Entries provided |
● ● ● ● ●

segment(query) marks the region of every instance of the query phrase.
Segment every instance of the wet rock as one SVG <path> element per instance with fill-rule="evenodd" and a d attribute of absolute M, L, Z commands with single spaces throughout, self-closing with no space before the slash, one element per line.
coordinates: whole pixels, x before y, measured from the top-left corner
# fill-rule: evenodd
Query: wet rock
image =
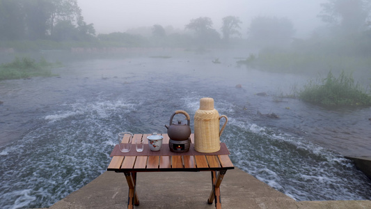
<path fill-rule="evenodd" d="M 213 60 L 212 63 L 214 63 L 214 64 L 220 64 L 220 61 L 219 61 L 219 59 L 216 59 Z"/>
<path fill-rule="evenodd" d="M 257 93 L 256 95 L 260 95 L 260 96 L 263 96 L 263 97 L 268 95 L 268 94 L 265 92 L 260 92 L 260 93 Z"/>
<path fill-rule="evenodd" d="M 267 117 L 267 118 L 274 118 L 274 119 L 276 119 L 276 118 L 280 118 L 280 116 L 278 116 L 277 114 L 276 114 L 274 112 L 272 112 L 271 114 L 263 114 L 260 111 L 258 111 L 257 114 L 260 116 Z"/>
<path fill-rule="evenodd" d="M 237 84 L 236 86 L 235 86 L 236 88 L 242 88 L 242 85 L 241 84 Z"/>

● ● ● ● ●

What you need to do | Could you write out the data again from its first line through the line containing "213 60 L 212", inclusive, shifting every coordinate in the outlines by -36 and leaving out the pictures?

Solution below |
segment(query) marks the region of every instance of the query phrase.
Segment every instance of the wet rock as one SVG <path> element per instance with fill-rule="evenodd" and a d attribute of absolute M, L, Z commands with single spaces throughout, self-closing with no space before the slash, one element per line.
coordinates: whole pixels, x before y, measured from the top-left corner
# fill-rule: evenodd
Query: wet rock
image =
<path fill-rule="evenodd" d="M 177 24 L 176 27 L 178 27 L 178 28 L 184 28 L 184 25 L 183 25 L 183 23 L 180 23 Z"/>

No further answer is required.